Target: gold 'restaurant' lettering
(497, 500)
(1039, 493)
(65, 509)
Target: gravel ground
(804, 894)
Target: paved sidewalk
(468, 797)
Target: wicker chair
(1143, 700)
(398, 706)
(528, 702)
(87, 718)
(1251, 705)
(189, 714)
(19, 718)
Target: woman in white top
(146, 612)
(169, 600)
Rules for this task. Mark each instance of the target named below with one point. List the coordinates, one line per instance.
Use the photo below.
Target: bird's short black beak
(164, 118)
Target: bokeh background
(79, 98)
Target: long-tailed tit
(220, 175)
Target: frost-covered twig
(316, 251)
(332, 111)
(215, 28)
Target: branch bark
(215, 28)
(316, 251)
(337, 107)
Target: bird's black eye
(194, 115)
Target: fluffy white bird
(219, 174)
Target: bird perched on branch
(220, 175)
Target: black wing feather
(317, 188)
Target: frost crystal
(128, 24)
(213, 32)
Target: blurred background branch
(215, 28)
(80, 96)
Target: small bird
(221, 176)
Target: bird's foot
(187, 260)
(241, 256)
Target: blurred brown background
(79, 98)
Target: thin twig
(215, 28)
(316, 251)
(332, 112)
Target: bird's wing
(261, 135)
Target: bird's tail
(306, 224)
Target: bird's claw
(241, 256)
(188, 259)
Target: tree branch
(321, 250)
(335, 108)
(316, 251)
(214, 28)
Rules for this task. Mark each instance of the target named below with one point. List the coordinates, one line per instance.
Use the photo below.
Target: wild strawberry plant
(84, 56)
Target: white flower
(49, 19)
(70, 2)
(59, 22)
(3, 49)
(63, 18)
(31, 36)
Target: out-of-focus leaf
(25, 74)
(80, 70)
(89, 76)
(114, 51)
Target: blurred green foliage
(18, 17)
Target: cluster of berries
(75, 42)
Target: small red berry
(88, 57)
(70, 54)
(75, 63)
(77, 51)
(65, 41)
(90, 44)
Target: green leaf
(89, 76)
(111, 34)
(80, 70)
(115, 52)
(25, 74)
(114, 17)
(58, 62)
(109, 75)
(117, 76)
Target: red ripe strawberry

****************

Set problem: Reproduce all of the material above line for line, without changing a single character.

Final answer:
Target: gold 'restaurant' lettering
(497, 500)
(1039, 493)
(65, 509)
Target: gravel ground
(804, 894)
Target: paved sidewalk
(468, 797)
Target: wicker chair
(1143, 700)
(398, 706)
(528, 702)
(87, 718)
(1251, 705)
(189, 714)
(19, 718)
Target: woman in white top
(146, 612)
(169, 600)
Rules for this task. Mark each instance of the target named below with one point. List the coordinates, one line per instance.
Use the photo below.
Target: bird's short black beak
(164, 118)
Target: bokeh background
(79, 98)
Target: long-tailed tit
(220, 175)
Target: frost-covered twig
(316, 251)
(332, 111)
(215, 28)
Target: branch bark
(215, 28)
(316, 251)
(337, 107)
Target: bird's black eye
(194, 115)
Target: fluffy white bird
(219, 174)
Target: bird perched on branch
(220, 175)
Target: black wing feather
(317, 188)
Target: frost crystal
(128, 24)
(213, 32)
Target: blurred background branch
(215, 28)
(80, 96)
Target: small bird
(221, 176)
Target: bird's foot
(187, 260)
(241, 256)
Target: blurred brown background
(79, 98)
Target: thin twig
(215, 28)
(316, 251)
(332, 112)
Target: bird's wing
(261, 135)
Target: bird's tail
(306, 224)
Target: bird's claw
(241, 256)
(188, 259)
Target: tree branch
(321, 250)
(335, 108)
(316, 251)
(214, 28)
Rules for this task. Mark each instance of the target named below with one point. List the coordinates, one line per instance.
Use the photo below.
Target: wild strawberry plant
(84, 56)
Target: white flower
(49, 19)
(70, 2)
(59, 22)
(3, 49)
(63, 18)
(31, 36)
Target: out-of-focus leaf
(25, 74)
(80, 70)
(89, 76)
(114, 51)
Target: blurred green foliage
(18, 17)
Target: cluster of berries
(75, 42)
Target: small red berry
(88, 57)
(70, 54)
(75, 63)
(77, 51)
(65, 41)
(90, 44)
Target: green leaf
(89, 76)
(111, 34)
(80, 70)
(115, 52)
(25, 74)
(114, 17)
(58, 62)
(109, 75)
(117, 76)
Target: red ripe strawberry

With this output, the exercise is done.